=== Extract ===

Sorry, haven't had a chance to put thorough info in here yet.  I'll try to get pictures also.  For now, here is what you need to know to inspect a mangle:
 
If you already know how to use one, you are ahead of the game, but this is written as if you were not an experienced mangle user.
 
Safety Warning:  It pains me to say this, but in today's crime-ridden world, you should ask yourself, do I trust the seller of this mangle?  Am I going out to an unknown location, meeting an unknown person, all by myself?  In fairness to mangle owners, my experience has been that they are a noble and honest group.  Besides, you can't exactly ask the mangle owner to carry the 200-lb. mangle to a public place for this inspection.  I've gone out to many a wierd location to inspect a mangle and never had a problem, but here a few steps I recommend for your self-protection:
        1.  Let someone whom you trust know exactly where you are going and what time you expect to be back.  Ask them to call you at that time to confirm you are back.

===

-- To-do list --
#1 Return every line of the entries that contains the string "growing". Case counts.
#2 Continue the mangle inspection guide above from the point where it stops.

=== Records for processing ===

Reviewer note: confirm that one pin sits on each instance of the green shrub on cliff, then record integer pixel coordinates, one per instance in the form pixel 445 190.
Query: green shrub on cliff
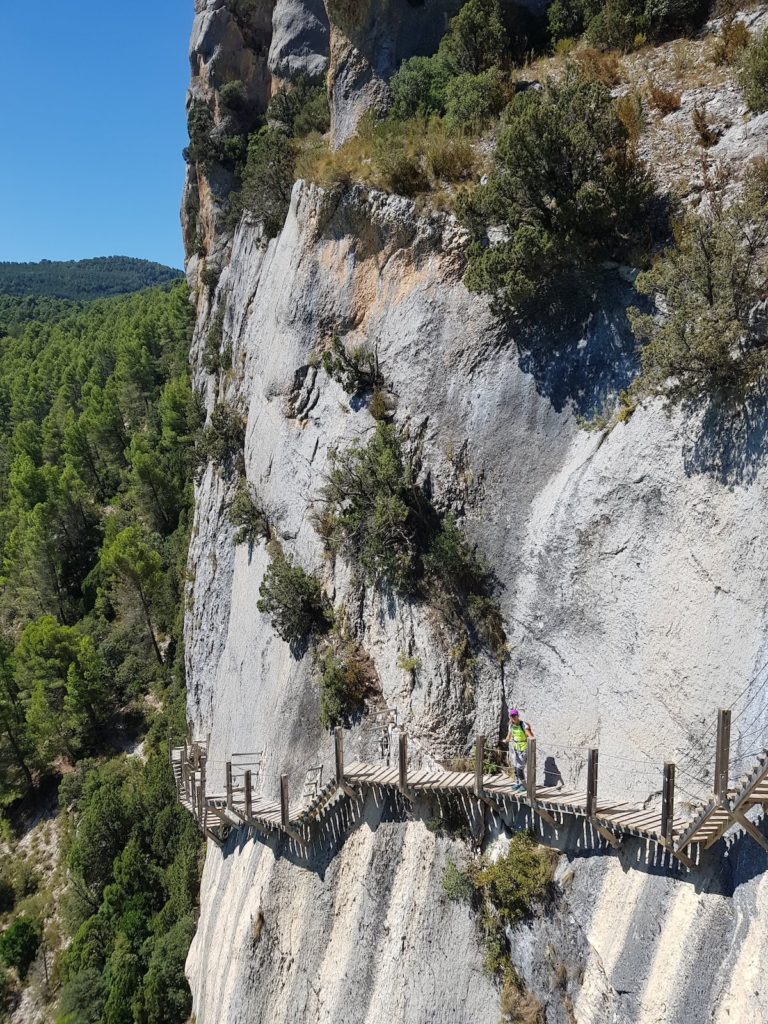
pixel 344 679
pixel 710 284
pixel 300 108
pixel 622 24
pixel 754 74
pixel 268 178
pixel 374 512
pixel 18 945
pixel 503 892
pixel 566 187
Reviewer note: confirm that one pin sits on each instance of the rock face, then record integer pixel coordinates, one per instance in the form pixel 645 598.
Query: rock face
pixel 369 39
pixel 299 39
pixel 634 581
pixel 633 574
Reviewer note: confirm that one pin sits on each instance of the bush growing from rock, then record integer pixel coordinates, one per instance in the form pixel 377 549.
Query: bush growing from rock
pixel 567 187
pixel 246 515
pixel 344 679
pixel 419 88
pixel 356 371
pixel 268 178
pixel 300 109
pixel 374 509
pixel 221 441
pixel 376 514
pixel 232 95
pixel 754 74
pixel 476 39
pixel 710 282
pixel 473 100
pixel 622 24
pixel 18 945
pixel 212 350
pixel 293 599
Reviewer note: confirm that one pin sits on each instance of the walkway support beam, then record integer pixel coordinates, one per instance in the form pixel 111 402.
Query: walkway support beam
pixel 530 772
pixel 285 817
pixel 402 763
pixel 479 764
pixel 722 754
pixel 228 775
pixel 339 752
pixel 249 796
pixel 668 803
pixel 592 782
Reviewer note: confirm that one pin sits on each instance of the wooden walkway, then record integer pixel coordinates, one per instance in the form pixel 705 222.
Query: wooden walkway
pixel 243 806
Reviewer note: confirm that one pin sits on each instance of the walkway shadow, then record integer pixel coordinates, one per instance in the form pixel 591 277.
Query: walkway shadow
pixel 727 437
pixel 585 361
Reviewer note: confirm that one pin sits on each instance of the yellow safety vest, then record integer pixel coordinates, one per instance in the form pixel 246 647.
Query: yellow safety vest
pixel 519 736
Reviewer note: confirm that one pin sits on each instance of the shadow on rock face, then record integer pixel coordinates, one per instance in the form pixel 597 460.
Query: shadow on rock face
pixel 727 438
pixel 585 361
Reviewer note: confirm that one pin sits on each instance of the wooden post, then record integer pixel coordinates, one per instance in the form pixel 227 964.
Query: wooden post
pixel 339 742
pixel 530 771
pixel 668 802
pixel 204 815
pixel 592 783
pixel 722 755
pixel 402 762
pixel 249 800
pixel 284 809
pixel 479 763
pixel 228 770
pixel 200 807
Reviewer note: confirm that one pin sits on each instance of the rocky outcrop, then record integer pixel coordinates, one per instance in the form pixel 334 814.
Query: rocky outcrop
pixel 632 591
pixel 632 576
pixel 369 40
pixel 300 39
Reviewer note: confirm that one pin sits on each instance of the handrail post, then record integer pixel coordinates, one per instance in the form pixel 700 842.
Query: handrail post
pixel 592 782
pixel 285 816
pixel 200 807
pixel 204 814
pixel 668 803
pixel 339 745
pixel 402 762
pixel 722 755
pixel 479 763
pixel 530 771
pixel 249 795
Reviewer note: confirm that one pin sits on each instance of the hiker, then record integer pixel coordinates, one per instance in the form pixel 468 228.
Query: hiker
pixel 517 737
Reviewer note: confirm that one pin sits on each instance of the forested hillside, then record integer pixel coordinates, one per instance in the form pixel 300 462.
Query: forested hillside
pixel 97 426
pixel 85 279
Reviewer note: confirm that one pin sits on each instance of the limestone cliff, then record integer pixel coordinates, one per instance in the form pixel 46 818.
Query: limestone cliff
pixel 633 574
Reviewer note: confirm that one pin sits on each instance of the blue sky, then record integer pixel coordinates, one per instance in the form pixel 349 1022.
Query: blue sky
pixel 92 126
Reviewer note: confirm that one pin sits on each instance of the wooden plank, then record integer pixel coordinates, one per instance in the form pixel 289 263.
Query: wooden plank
pixel 466 780
pixel 642 817
pixel 530 772
pixel 751 829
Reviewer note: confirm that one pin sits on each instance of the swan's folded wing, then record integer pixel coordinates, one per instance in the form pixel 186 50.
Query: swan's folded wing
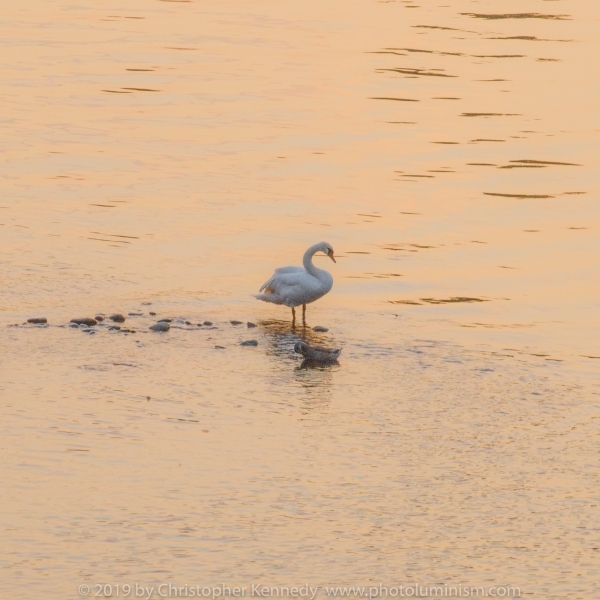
pixel 268 285
pixel 294 288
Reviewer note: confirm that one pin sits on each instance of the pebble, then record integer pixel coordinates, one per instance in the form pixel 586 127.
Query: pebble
pixel 85 321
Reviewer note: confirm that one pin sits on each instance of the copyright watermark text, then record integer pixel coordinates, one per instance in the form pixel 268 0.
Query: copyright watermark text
pixel 303 592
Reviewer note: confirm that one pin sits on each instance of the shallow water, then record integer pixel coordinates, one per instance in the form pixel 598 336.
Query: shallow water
pixel 166 156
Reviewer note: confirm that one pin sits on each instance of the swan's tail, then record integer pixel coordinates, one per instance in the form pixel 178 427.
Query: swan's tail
pixel 274 298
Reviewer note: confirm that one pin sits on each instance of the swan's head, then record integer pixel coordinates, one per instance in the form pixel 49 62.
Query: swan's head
pixel 327 249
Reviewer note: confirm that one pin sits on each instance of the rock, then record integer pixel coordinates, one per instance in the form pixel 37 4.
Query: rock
pixel 85 321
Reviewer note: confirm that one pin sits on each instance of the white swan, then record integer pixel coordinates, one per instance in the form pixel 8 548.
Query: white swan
pixel 294 286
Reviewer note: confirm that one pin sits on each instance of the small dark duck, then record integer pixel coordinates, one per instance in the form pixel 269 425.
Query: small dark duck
pixel 317 354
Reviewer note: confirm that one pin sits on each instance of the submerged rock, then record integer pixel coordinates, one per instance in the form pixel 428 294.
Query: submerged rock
pixel 85 321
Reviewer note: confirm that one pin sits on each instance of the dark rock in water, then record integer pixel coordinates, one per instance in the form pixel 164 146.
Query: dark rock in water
pixel 85 321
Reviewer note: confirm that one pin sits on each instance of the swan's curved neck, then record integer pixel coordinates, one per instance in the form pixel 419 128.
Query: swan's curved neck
pixel 307 260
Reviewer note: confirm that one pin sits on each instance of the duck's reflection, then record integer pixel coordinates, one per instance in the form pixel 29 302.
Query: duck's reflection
pixel 314 377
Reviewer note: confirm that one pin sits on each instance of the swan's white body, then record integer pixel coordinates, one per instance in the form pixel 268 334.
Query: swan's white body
pixel 293 286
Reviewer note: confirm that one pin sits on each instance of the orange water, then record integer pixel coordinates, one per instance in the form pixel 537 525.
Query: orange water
pixel 166 157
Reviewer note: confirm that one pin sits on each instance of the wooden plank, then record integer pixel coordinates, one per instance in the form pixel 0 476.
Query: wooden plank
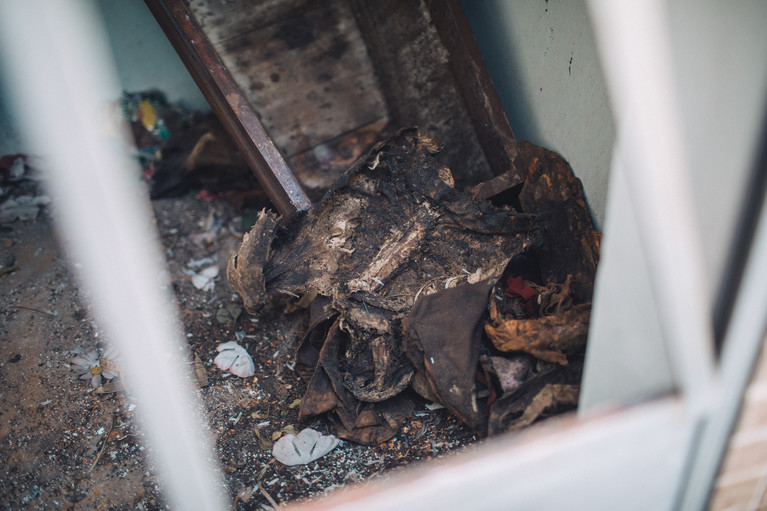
pixel 308 76
pixel 414 73
pixel 230 105
pixel 226 19
pixel 476 87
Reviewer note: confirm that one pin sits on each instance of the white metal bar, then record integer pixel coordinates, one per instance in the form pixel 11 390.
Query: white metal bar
pixel 618 461
pixel 740 350
pixel 55 57
pixel 633 41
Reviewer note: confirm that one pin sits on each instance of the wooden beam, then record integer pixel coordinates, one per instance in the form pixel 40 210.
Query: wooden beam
pixel 476 87
pixel 230 105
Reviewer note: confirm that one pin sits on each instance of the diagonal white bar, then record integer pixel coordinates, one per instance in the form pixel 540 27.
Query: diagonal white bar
pixel 55 57
pixel 633 41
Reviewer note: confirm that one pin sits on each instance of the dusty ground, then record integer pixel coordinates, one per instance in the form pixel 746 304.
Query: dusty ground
pixel 66 445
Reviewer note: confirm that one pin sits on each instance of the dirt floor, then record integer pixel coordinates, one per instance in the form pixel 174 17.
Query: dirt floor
pixel 66 445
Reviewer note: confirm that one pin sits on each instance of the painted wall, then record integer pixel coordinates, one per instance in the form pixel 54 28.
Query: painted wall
pixel 144 59
pixel 543 61
pixel 144 56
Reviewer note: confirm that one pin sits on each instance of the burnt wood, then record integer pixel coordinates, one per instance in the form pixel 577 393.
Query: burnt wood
pixel 230 105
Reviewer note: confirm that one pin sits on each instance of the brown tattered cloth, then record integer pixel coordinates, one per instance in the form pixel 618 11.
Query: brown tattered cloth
pixel 398 271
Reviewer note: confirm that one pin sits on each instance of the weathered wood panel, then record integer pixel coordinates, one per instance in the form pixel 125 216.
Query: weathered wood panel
pixel 229 104
pixel 413 68
pixel 303 67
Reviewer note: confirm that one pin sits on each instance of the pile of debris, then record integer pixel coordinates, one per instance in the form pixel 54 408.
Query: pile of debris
pixel 409 283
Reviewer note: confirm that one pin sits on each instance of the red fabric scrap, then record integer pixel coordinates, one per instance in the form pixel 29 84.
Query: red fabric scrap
pixel 517 289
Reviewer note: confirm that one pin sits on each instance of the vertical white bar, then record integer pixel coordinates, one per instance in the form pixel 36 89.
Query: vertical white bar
pixel 633 41
pixel 56 60
pixel 740 351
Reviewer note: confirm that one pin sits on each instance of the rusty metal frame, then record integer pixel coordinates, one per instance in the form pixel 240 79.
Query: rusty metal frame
pixel 230 105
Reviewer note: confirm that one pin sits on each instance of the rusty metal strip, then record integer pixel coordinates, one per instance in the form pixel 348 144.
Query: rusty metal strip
pixel 230 105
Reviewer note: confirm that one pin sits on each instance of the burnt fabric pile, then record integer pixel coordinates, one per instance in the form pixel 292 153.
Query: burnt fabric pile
pixel 406 279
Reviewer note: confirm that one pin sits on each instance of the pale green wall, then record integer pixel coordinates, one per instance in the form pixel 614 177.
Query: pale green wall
pixel 144 56
pixel 543 62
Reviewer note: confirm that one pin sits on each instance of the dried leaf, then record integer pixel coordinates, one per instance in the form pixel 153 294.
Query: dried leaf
pixel 263 442
pixel 233 358
pixel 304 448
pixel 200 372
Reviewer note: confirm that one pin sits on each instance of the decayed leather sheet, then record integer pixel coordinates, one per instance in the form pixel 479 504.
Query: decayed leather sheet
pixel 394 236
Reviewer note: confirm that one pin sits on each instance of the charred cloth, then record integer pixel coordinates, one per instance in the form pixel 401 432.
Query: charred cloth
pixel 411 284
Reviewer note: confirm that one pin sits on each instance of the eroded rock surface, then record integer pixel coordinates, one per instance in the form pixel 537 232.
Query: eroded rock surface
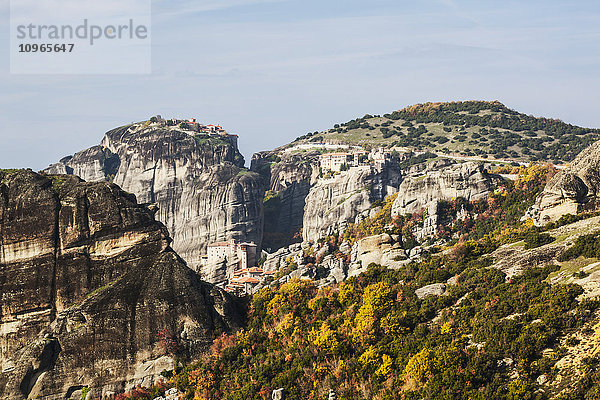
pixel 202 191
pixel 572 190
pixel 447 181
pixel 87 282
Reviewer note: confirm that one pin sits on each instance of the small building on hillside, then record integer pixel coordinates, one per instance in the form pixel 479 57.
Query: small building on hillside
pixel 335 161
pixel 244 253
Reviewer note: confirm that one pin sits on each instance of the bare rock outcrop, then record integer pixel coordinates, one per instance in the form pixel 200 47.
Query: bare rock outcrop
pixel 290 178
pixel 334 203
pixel 572 190
pixel 202 191
pixel 87 283
pixel 469 180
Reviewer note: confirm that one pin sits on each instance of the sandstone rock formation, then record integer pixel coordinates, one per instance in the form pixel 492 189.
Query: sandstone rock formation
pixel 198 182
pixel 87 283
pixel 334 203
pixel 571 191
pixel 290 178
pixel 442 182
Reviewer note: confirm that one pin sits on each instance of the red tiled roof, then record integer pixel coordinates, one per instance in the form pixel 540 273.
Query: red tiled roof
pixel 219 244
pixel 249 280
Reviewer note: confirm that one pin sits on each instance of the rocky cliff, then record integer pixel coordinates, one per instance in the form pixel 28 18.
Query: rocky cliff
pixel 198 181
pixel 442 180
pixel 290 178
pixel 571 191
pixel 345 198
pixel 89 286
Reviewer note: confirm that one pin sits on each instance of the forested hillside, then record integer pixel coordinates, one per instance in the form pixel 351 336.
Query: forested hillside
pixel 469 128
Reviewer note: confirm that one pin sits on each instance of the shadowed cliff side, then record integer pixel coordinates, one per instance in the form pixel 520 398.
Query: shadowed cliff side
pixel 89 286
pixel 198 181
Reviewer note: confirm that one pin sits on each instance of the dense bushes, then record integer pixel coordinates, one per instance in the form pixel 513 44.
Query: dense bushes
pixel 371 337
pixel 585 245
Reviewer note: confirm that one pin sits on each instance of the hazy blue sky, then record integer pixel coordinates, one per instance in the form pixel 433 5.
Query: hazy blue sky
pixel 273 70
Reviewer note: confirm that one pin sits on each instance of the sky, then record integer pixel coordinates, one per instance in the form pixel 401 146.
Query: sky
pixel 273 70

===

-- Answers for the tasks --
#1
Reviewer note: confirm that one pin sits on each instance of the bush growing from rock, then record integer pixel coordinates, one per instance in the form pixel 377 549.
Query: bush growing from rock

#2
        2.  Take along a friend, preferably someone you would trust in a crisis and someone who would not be scared to death after reading this!
        3.  During the inspection, arrange for your friend to be within sight of you but far enough away to present a problem to someone who might want to do you harm.       
        4. Both of you take cell phones.
       
Inspecting a mangle:
 
1.  First, read all the steps on the previous page "How to find a mangle."  This will tell you what to expect.  Plan on bringing the following things with you:
        a. Some basic tools--at least a pair  of pliars, screwdriver/s for both   phillips and standard screws, and a crescent wrench or a 9/16-inch end wrench to open the oil drain plug, if necessary.
        b. A small bottle of hydraulic jack oil (see below) 
        c. An old pillow case, sheet or thin towel to use in an ironing test. 
        d. A wooden chopstick or something similar to check gearbox oil level and quality.
        e. A rag to catch or wipe oil drips.
        f.  Something to use as an oil drain pan if you have to drain the oil (see the oil servicing section for some suggestions).
        g.  A flashlight to see what you're doing, because mangles are usually in someone's dark storage room or garage!
 
2.  Make sure there is a source of electrical power to test the mangle.
 
3.  Look at general condition of cabinet, outside and inside.  If it's really dented or rusty and you plan on using the cabinet, don't buy it!  If you're only interested in the working parts, read on!
 
4.  Confirm the model number (back of cabinet).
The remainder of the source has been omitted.